- DOCUMENT SEGMENT:
Components of the net deferred tax asset shown in the company's balance
sheets at December 31, 1994 and 1993 were as follows (in thousands):
_____________________________________________________________
1994 1993
Net book value of fixed assets in
excess of tax basis $(10,535) $(9,344)
Financial reporting accrual for
postretirement health benefits 11,622 11,338
Other financial reporting accruals 2,686 3,235
Other taxable temporary
differences (502) (1,189)
Other deductible temporary
differences 972 1,891
$ 4,243 $ 5,931
Net deferred income tax assets associated with certain current items
included in other current assets were $2,366,000 and $2,658,000 at
December 31, 1994 and 1993, respectively.
Net deferred income tax assets associated with certain non-current items
are included in intangible and other assets.
NOTE I - PENSIONS AND EMPLOYEE BENEFIT PLANS
The company has defined benefit pension plans which cover substantially
all of its employees. The plans generally provide benefit payments
using a formula based on length of service and final average
compensation, except for most hourly employees for whom the benefits are
a fixed amount per year of service. The company's policy is to fund at
least the minimum required by the applicable regulations.
Net periodic pension cost for 1994, 1993 and 1992 was as follows (in
thousands):
_____________________________________________________________
1994 1993 1992
Service cost-benefits earned
during the year $ 1,013 $ 873 $ 717
Interest cost on projected
benefit obligation 1,859 1,734 1,585
Actual return on plan assets 966 (2,805) (1,409)
Net amortization and deferral (2,750) 1,046 (236)
Net periodic pension cost $ 1,088 $ 848 $ 657
The following table sets forth, by funded status, the amounts recognized
in the company's balance sheets at December 31, 1994 and 1993 for its
pension plans (in thousands):
1994 1993
Over- Under- Over- Under-
funded* funded* funded* funded*
Actuarial present value of
benefit obligations:
Vested $ 6,045 $15,408 $19,766 $ 1,497
Nonvested 79 241 218 138
Accumulated benefit
obligation 6,124 15,649 19,984 1,635
Effect of future pay
increases 2,182 - 2,235 -
Projected benefit obligation 8,306 15,649 22,219 1,635
Plan assets at fair value 8,540 15,413 22,311 1,272
Projected benefit obligation
less than (in excess
of) plan assets 234 (236) 92 (363)
Unrecognized net (gain)
loss on assets 107 (169) (267) (152)
Unrecognized net (asset)
obligation (71) 963 910 (27)
Unrecognized prior service cost 194 1,372 648 290
Additional minimum liability - (2,166) - (111)
Net recorded pension asset
(liability) $ 464 $ (236) $ 1,383 $ (363)
*Overfunded plans are those in which plan assets at fair value exceed
the accumulated benefit obligation. Underfunded plans are those in
which the accumulated benefit obligation exceeds plan assets at fair
value.
Prepaid pension cost included in intangible and other assets was
$464,000 and $2,084,000 at December 31, 1994 and 1993, respectively.
The pension intangible asset included in intangible and other assets was
$2,166,000 and $111,000 at December 31, 1994 and 1993, respectively.
A non-cash increase of $2,055,000 to the pension intangible asset and
accrued pension liability was required to record the additional minimum
liability in 1994.

- REQUIRED ACTIONS:
A - Write out everything in the financial statement excerpt from "Prepaid pension cost" down to "liability in 1994.".
B - Write what comes next in the financial statement excerpt on deferred taxes and pension plans, starting after its final sentence.
The listing that follows is separate material, unrelated to the financial statement excerpt.

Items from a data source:
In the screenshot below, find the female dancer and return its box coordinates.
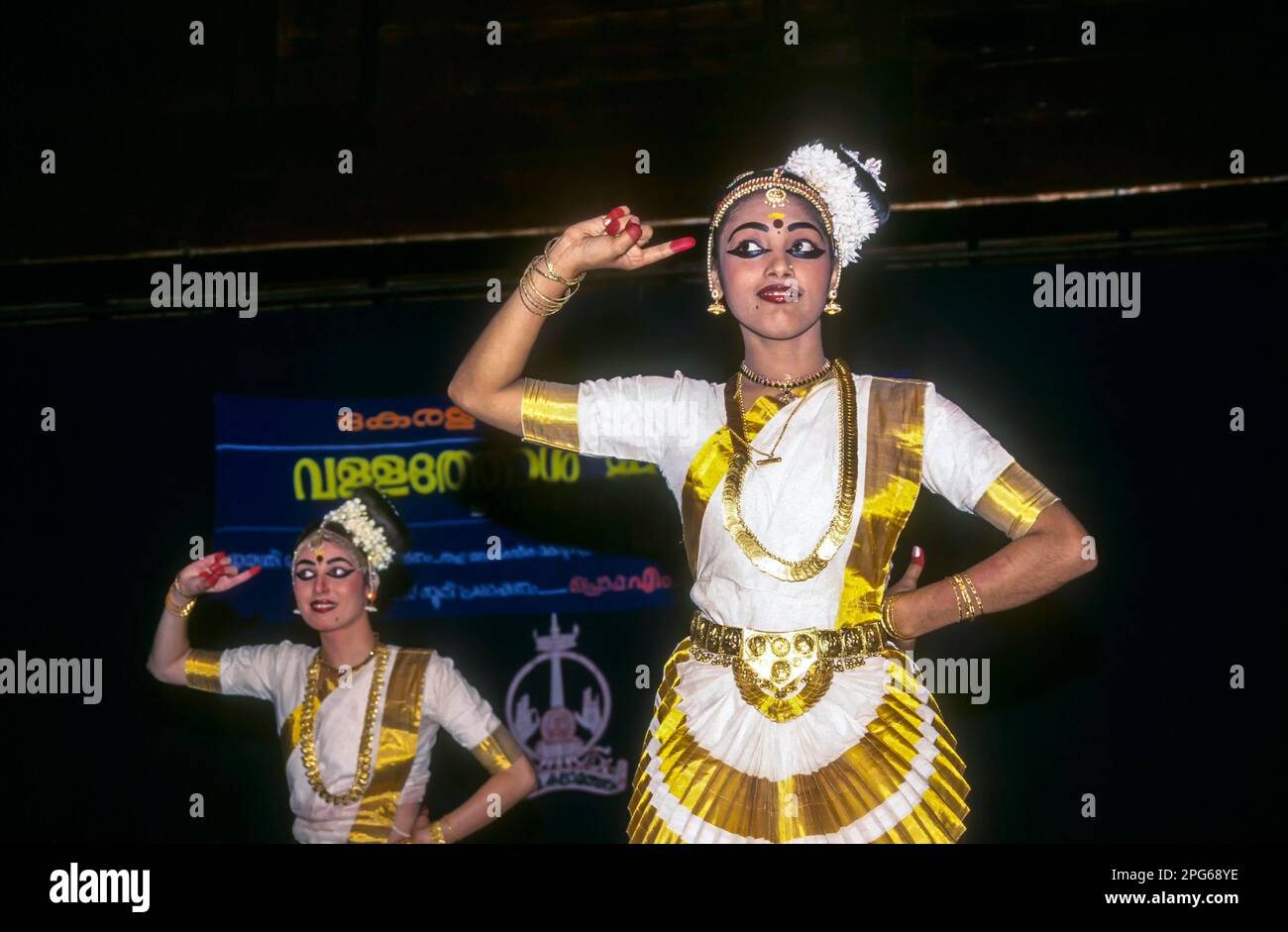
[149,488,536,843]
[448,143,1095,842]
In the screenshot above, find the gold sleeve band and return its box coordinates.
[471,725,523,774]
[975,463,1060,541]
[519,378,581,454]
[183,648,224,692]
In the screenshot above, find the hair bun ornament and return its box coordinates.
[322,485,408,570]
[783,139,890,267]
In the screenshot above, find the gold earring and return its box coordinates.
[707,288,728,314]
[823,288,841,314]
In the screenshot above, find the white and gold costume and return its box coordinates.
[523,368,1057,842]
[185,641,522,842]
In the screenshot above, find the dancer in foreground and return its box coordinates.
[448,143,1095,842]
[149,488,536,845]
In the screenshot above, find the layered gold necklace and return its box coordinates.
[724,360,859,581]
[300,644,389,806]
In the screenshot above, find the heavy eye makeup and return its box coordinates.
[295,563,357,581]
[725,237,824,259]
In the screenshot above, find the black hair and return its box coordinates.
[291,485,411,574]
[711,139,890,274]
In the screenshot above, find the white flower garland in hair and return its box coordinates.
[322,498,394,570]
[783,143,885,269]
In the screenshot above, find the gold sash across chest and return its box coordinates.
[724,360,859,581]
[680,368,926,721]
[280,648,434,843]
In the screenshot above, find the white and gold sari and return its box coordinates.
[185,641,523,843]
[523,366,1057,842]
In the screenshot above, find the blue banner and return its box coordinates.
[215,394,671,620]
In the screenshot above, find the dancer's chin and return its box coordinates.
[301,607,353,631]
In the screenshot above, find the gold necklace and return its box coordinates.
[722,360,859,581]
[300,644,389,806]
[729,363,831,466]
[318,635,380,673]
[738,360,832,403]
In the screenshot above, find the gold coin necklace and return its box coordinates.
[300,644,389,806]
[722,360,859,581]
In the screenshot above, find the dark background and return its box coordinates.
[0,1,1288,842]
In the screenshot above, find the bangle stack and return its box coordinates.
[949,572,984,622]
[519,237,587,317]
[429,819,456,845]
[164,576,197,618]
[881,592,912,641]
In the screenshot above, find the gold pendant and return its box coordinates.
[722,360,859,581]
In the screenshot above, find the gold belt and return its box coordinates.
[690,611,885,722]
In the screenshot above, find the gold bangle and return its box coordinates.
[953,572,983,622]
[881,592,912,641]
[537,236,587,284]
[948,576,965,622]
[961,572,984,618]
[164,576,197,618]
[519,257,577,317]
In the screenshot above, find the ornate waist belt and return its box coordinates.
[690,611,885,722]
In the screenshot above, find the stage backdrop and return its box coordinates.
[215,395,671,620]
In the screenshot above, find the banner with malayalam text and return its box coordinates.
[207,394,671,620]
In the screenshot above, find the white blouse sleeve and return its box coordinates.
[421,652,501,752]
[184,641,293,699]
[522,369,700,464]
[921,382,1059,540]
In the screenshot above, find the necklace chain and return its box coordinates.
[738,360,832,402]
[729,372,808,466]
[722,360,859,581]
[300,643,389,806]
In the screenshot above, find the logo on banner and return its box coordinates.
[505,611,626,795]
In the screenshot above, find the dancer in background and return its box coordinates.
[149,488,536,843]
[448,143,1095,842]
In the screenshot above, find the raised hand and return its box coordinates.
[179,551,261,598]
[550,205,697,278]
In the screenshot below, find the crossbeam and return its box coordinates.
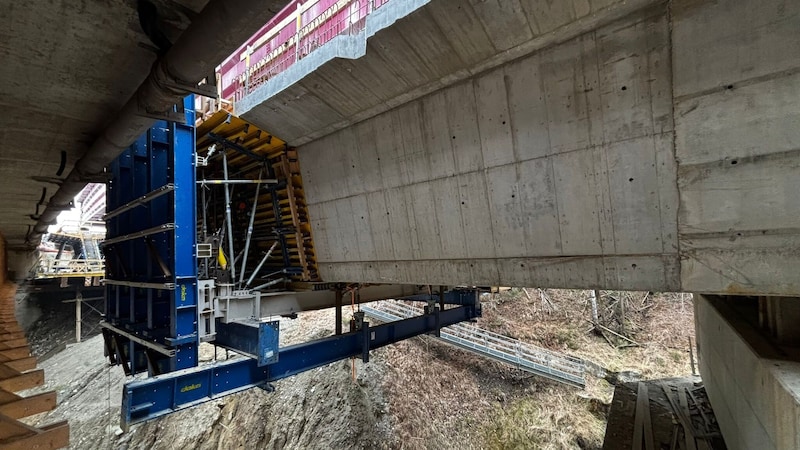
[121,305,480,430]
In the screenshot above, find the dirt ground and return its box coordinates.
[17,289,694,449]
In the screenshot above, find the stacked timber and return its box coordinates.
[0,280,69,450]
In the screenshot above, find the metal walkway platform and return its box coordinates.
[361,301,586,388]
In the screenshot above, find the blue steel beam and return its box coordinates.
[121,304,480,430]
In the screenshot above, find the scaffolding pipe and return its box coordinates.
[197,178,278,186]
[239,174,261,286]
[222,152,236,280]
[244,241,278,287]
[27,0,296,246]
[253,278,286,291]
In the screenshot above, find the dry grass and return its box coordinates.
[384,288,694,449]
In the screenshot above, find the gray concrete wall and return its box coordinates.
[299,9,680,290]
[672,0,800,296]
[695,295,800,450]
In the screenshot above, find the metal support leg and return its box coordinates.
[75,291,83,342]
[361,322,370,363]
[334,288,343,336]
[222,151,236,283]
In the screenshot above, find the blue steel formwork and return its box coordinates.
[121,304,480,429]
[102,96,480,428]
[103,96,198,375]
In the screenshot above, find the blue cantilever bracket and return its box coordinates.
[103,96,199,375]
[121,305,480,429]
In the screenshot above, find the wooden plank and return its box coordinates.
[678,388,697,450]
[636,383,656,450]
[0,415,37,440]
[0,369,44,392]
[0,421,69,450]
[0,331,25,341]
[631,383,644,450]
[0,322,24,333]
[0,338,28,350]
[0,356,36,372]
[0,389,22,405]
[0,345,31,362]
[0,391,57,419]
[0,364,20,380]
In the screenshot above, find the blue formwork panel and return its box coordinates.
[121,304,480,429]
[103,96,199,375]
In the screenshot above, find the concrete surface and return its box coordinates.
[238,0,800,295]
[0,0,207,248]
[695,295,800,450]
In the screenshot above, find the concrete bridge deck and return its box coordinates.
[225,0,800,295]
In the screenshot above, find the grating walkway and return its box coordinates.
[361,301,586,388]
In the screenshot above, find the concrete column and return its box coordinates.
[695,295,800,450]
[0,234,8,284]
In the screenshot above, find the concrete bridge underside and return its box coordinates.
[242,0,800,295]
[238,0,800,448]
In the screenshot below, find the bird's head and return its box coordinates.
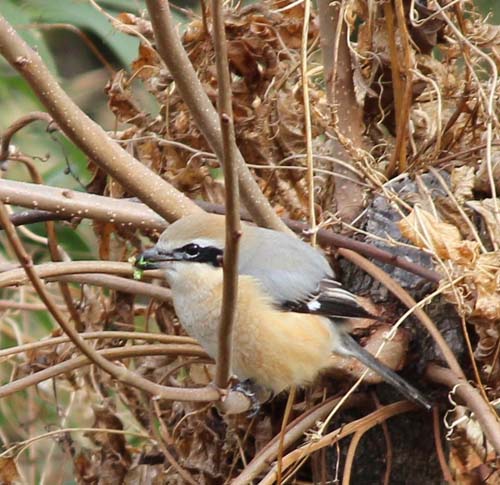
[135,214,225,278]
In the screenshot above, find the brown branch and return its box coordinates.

--

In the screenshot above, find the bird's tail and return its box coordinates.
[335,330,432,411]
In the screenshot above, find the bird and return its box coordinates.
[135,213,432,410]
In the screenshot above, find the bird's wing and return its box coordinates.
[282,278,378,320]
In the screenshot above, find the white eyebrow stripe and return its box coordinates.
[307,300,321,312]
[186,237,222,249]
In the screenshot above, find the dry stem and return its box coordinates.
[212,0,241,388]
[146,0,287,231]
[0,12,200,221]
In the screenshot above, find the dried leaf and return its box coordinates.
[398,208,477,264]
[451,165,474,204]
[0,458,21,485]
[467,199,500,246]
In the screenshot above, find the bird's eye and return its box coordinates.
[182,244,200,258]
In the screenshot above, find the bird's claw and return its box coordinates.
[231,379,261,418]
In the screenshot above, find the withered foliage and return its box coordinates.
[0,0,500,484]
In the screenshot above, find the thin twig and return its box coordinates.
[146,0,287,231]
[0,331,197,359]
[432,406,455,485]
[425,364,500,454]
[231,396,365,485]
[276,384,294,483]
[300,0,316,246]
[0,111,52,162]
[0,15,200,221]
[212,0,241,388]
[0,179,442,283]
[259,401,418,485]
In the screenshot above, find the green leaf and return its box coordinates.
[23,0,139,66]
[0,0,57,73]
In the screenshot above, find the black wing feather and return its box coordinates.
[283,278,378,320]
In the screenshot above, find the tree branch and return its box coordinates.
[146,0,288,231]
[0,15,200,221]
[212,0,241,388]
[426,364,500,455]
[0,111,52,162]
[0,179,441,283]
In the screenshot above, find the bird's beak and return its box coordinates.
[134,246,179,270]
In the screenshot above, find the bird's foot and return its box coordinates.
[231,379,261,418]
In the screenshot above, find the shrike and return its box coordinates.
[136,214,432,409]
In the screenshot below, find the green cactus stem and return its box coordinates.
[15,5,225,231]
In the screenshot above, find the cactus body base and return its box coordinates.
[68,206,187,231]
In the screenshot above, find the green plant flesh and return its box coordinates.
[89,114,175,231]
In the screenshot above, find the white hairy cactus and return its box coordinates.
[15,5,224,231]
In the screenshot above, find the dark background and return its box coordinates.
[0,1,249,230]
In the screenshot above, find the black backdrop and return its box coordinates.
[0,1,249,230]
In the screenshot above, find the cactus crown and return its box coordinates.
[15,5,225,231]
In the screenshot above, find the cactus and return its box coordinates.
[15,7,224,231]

- REPLIES:
A -
Prepaid pension cost included in intangible and other assets was
$464,000 and $2,084,000 at December 31, 1994 and 1993, respectively.
The pension intangible asset included in intangible and other assets was
$2,166,000 and $111,000 at December 31, 1994 and 1993, respectively.
A non-cash increase of $2,055,000 to the pension intangible asset and
accrued pension liability was required to record the additional minimum
liability in 1994.

B -
Assumptions used as of December 31 were:
_____________________________________________________________
1994 1993 1992
Discount rate 8.5% 7.50% 8.50%
Rate of increase in
compensation levels 5.0% 4.25% 5.25%
Expected long-term rate of
return on assets 8.5% 8.50% 9.50%
At December 31, 1994 and 1993 all plan assets were primarily invested in
listed stocks and bonds.
Certain company employees are covered under multi-employer union pension
plans. Amounts contributed under these plans were approximately
$113,000, $88,000, and $115,000 for 1994, 1993 and 1992, respectively.
NOTE J - STOCK OPTION AND AWARD PLANS
A summary of stock option transactions follows:
Number of Shares
1994 1993 1992
Outstanding at January 1 542,477 870,053 791,738
Options granted 246,000 174,750 153,750
Options cancelled (36,876) (6,750) -
Options exercised (187,536) (495,576) (75,435)
Outstanding at December 31 564,065 542,477 870,053
At December 31, 1994, options for 211,238 shares were exercisable;
615,688 shares were available for grant. Per share option prices ranged
from $8.71 to $28.31.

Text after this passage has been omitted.